-- What the task requires --
Leave the pictures out. Return all other data exactly.

Image location labeling entries:
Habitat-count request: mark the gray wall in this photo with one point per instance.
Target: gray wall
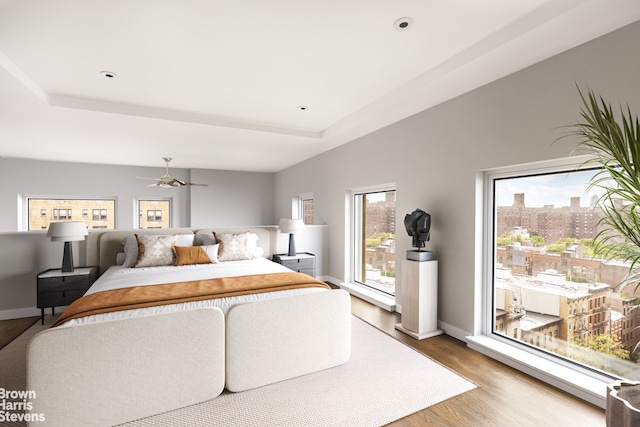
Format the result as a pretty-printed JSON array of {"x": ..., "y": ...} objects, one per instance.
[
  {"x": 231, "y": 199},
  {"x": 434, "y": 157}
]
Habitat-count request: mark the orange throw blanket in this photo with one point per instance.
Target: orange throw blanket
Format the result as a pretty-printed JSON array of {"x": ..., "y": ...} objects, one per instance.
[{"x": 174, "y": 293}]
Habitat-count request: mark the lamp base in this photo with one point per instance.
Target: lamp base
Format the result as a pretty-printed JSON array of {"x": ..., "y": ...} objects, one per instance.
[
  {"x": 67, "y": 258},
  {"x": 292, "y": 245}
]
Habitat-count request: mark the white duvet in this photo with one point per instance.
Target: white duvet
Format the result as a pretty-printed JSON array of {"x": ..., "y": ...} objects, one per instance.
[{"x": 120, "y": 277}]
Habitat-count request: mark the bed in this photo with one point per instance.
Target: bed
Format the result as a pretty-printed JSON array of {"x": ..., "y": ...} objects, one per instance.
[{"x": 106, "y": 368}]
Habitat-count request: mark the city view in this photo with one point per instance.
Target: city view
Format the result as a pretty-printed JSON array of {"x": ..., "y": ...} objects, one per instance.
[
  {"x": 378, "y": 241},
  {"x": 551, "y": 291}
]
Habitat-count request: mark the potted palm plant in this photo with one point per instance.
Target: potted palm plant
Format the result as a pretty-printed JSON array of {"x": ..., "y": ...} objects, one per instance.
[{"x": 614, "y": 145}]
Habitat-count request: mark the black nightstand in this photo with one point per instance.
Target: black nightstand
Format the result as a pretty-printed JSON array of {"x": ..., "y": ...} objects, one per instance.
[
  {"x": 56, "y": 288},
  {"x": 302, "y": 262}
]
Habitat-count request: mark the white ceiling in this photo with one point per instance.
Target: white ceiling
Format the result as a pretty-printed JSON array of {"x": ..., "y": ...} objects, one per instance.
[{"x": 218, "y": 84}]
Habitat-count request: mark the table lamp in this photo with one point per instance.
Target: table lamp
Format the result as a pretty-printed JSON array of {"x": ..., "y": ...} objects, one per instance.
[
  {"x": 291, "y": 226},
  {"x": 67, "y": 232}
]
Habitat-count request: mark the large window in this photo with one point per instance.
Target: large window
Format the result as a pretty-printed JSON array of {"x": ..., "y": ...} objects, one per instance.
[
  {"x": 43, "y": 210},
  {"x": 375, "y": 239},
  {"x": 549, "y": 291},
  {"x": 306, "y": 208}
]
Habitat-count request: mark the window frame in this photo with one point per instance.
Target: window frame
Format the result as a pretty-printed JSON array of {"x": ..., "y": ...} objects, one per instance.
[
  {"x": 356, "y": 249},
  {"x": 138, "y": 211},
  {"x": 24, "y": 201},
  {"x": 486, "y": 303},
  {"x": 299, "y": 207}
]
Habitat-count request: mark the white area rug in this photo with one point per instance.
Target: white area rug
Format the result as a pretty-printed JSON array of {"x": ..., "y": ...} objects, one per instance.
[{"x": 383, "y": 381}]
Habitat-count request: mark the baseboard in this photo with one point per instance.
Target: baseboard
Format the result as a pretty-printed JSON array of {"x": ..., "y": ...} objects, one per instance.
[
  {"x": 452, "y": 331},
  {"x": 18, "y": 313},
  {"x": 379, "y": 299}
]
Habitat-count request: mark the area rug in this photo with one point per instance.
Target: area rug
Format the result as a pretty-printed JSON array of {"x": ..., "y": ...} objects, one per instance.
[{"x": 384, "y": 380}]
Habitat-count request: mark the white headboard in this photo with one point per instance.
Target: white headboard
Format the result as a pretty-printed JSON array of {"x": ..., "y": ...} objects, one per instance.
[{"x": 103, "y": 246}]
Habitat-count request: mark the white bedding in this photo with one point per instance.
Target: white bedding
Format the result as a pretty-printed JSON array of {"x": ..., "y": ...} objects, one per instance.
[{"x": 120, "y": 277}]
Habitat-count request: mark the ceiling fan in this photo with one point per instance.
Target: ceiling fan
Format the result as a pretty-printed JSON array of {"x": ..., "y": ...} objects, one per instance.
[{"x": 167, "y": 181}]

-- Finished exercise --
Habitat-count request: mark the gray wall in this photo with one point per instance.
Target: gray wall
Format the result as a pretty-printed JSON array of {"x": ..., "y": ...} objects, one per instance.
[
  {"x": 231, "y": 199},
  {"x": 434, "y": 157}
]
Habitat-count request: mark the orange throw blanket in this photo with one point per instance.
Target: orange throw blanket
Format the result as a pretty-printed JSON array of {"x": ..., "y": ...} objects, one per instance.
[{"x": 174, "y": 293}]
Habitat-count request: mark the lamp base in this photo with one point per instance.
Target: lamp base
Format the result as a pretty-printed JSON array of {"x": ..., "y": ...} objects, one per instance.
[
  {"x": 67, "y": 258},
  {"x": 292, "y": 245}
]
Habitat-count request: mark the white duvet in this photo with one point per instance.
Target: white duvet
Format the result as a pretty-printed JSON array of {"x": ..., "y": ...} objects, one per instance.
[{"x": 120, "y": 277}]
Habitat-count request: mark the bed in this photo with one point per instance.
Target: bed
Format the result as a pretty-printed JSON array of {"x": ..., "y": ...} objects, one per instance.
[{"x": 106, "y": 368}]
Habitat-count request: mark the city view in this photo with one point per instance.
Target: city view
Format the result as a pretty-printed JSON array of {"x": ..., "y": ...} objects, one per instance.
[
  {"x": 378, "y": 241},
  {"x": 551, "y": 291}
]
Habitat-count request: mark the potted palm plant in this photo with one point per instance.
Target: potted palm plant
Format the result as a pretty-printed JSON array of {"x": ..., "y": ...} objects, one per instance.
[{"x": 614, "y": 145}]
Habitat-count request: mark the black nightstand in this photo with one point per instance.
Target: black nightstand
Format the result as a pretty-printed JSON array of {"x": ..., "y": ...} objects, one per instance.
[
  {"x": 56, "y": 288},
  {"x": 302, "y": 262}
]
Habitat-count request: mark the white ceiling in this photo with one point per instance.
Target: white ceiling
Format the result as a pretty-printed JSON array of {"x": ..., "y": ...} objects, one per instance.
[{"x": 218, "y": 84}]
Habitat-count request: mark the table lamp in this photo with one point per instance.
Target: table lamp
Format the result as a pretty-printed JSON array of {"x": ..., "y": ...} objects, one per instance.
[
  {"x": 291, "y": 226},
  {"x": 67, "y": 232}
]
Habitat-count request: mark the large window in this photo with one point per instance.
Target: large window
Format the result as a pretty-printed JSON array of {"x": ..., "y": ...} objects, one per instance.
[
  {"x": 43, "y": 210},
  {"x": 375, "y": 239},
  {"x": 549, "y": 291},
  {"x": 306, "y": 208}
]
Habitat-count request: mark the window frame in this photo with one point per instance.
Target: window frame
Format the result as a pretty-printed JSON array of {"x": ..., "y": ...} objects, one per instance.
[
  {"x": 356, "y": 249},
  {"x": 138, "y": 211},
  {"x": 24, "y": 201},
  {"x": 486, "y": 303},
  {"x": 299, "y": 207}
]
Habitat-count request: mark the white area rug in this photo with one point per instance.
Target: white area rug
Format the result as a pretty-printed JSON array of {"x": ..., "y": ...} objects, one per instance.
[{"x": 383, "y": 381}]
Habitat-count request: mark the baseboard in this photo with one point per instance.
Target: baseboard
Format the result as a pretty-printed JSON array of {"x": ..., "y": ...} objects, one per instance.
[
  {"x": 452, "y": 331},
  {"x": 18, "y": 313},
  {"x": 379, "y": 299}
]
Habitat-count request: mark the area rug in this photo with one point per instance.
Target: area rug
Format the result as a pretty-printed JSON array of {"x": ..., "y": ...} objects, one per instance.
[{"x": 384, "y": 380}]
Habitat-count request: mark the white headboard in this photo with one point per instance.
Target: white headboard
Format the result as a pretty-printed JSON array of {"x": ..., "y": ...} objects, one per instance.
[{"x": 103, "y": 246}]
Habitat-count request: mark the white bedding in this photo with one point per instance.
Target: white bedding
Format the result as a pretty-printed JSON array of {"x": ..., "y": ...} objects, one per instance.
[{"x": 120, "y": 277}]
Habitat-count request: mark the ceiling fan in this photo with one point per instance.
Target: ceiling fan
Format the result as a pretty-printed JSON array of {"x": ..., "y": ...} objects, one per instance.
[{"x": 167, "y": 181}]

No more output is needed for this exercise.